Instrucciones ▸ Reproduce el texto sobre el Chapo, todo lo que va desde "Fiel a la naturaleza" hasta "nunca se sabe.", sustituyendo "fuga" por "evasión".

Texto para leer ▸
Fiel a la naturaleza cíclica del país, la última fuga de Joaquín Guzmán Loera “el Chapo” del Penal de Máxima Seguridad de Almoloya de Juárez, conocido como El Altiplano, obedeció la lógica propia de la desmesura. Para bien y sobre todo para mal, México es ese lugar extraño en el que lo imposible se confunde con lo probable: porque parece mentira, la verdad nunca se sabe.
Concebido como la fortaleza máxima para contener criminales del más alto perfil –entre sus inquilinos figuran Servando Gómez “la Tuta” (líder de los Caballeros Templarios), Miguel Angel Treviño “el Z-40” (ex líder de los Zetas) o el ex alcalde de Iguala José Luis Abarca, acusado de la desaparición de los 43 estudiantes de Ayotzinapa–, es teóricamente imposible escapar de sus entrañas, a menos que el fugitivo sea uno de los hombres más poderosos del planeta, buscado tanto por el FBI, la DEA, la Interpol y el gobierno de México, quien ha desplegado una auténtica cacería digna de una furia apocalíptica que comprende casi 10 mil policías federales, divididos en 8.200 integrantes de la División de Seguridad Regional, más 1.250 integrantes de la División de Fuerzas Federales, 180 efectivos pertenecientes a los grupos especiales de la División de Gendarmería de la Policía Federal y 48 perros entrenados con sus acompañantes: todo para aprehender a un individuo de menos de 1,70 de estatura, el Chapo, uno de los criminales más singulares de la historia reciente.

Listado de datos ▸
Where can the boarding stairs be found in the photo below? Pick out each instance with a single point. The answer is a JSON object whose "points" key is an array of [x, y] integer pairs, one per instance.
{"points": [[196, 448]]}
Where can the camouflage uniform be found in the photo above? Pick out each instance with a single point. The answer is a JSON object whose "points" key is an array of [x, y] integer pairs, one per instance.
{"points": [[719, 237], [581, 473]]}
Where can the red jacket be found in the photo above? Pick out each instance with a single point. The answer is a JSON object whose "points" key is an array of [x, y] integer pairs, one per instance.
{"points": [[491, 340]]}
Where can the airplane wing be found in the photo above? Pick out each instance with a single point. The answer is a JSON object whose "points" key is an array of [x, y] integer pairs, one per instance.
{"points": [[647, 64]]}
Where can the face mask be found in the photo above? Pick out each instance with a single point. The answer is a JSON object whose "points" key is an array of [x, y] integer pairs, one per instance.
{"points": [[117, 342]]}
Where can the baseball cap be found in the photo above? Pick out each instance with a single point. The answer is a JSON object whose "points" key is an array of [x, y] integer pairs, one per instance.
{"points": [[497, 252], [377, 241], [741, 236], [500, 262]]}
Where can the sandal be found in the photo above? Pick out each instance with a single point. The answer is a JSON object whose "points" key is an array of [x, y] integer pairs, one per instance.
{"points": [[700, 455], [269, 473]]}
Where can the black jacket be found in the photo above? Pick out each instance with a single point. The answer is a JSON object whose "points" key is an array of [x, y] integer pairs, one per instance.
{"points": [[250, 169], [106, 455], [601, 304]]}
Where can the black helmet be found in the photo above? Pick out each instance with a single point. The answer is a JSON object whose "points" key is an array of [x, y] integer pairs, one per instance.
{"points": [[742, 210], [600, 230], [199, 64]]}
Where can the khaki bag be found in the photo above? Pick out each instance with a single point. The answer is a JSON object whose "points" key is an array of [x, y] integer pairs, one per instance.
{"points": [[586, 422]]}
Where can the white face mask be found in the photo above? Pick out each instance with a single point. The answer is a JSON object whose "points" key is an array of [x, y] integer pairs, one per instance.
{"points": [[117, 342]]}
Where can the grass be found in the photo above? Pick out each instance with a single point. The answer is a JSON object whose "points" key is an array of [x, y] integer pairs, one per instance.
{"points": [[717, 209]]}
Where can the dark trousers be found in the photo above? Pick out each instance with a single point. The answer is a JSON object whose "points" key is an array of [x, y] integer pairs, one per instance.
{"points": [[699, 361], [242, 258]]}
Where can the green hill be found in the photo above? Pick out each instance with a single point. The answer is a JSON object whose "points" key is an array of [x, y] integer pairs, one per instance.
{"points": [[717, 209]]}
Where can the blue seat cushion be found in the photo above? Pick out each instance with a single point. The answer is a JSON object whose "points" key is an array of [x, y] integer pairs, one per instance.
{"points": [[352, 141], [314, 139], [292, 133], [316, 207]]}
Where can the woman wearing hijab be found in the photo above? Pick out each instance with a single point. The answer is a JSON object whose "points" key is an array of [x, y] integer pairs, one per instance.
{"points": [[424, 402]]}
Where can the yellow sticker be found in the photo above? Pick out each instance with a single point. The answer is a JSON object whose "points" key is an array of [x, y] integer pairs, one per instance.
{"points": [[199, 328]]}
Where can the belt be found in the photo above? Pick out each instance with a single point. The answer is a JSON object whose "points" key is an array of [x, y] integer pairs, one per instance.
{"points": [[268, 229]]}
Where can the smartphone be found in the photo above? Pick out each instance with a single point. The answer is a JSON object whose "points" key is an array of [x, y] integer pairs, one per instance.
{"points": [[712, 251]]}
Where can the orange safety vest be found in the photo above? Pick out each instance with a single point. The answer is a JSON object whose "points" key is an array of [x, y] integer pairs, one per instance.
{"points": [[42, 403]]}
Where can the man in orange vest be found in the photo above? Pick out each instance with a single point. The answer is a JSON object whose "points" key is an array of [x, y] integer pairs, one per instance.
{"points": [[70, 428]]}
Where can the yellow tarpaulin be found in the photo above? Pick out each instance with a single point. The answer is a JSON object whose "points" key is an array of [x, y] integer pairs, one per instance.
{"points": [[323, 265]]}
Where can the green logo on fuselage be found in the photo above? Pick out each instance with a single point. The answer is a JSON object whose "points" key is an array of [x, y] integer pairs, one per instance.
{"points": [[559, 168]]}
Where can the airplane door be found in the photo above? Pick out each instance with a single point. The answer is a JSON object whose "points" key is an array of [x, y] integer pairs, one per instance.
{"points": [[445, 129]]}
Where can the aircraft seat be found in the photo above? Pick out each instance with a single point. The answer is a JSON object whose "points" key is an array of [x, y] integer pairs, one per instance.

Resultado ▸
Fiel a la naturaleza cíclica del país, la última evasión de Joaquín Guzmán Loera “el Chapo” del Penal de Máxima Seguridad de Almoloya de Juárez, conocido como El Altiplano, obedeció la lógica propia de la desmesura. Para bien y sobre todo para mal, México es ese lugar extraño en el que lo imposible se confunde con lo probable: porque parece mentira, la verdad nunca se sabe.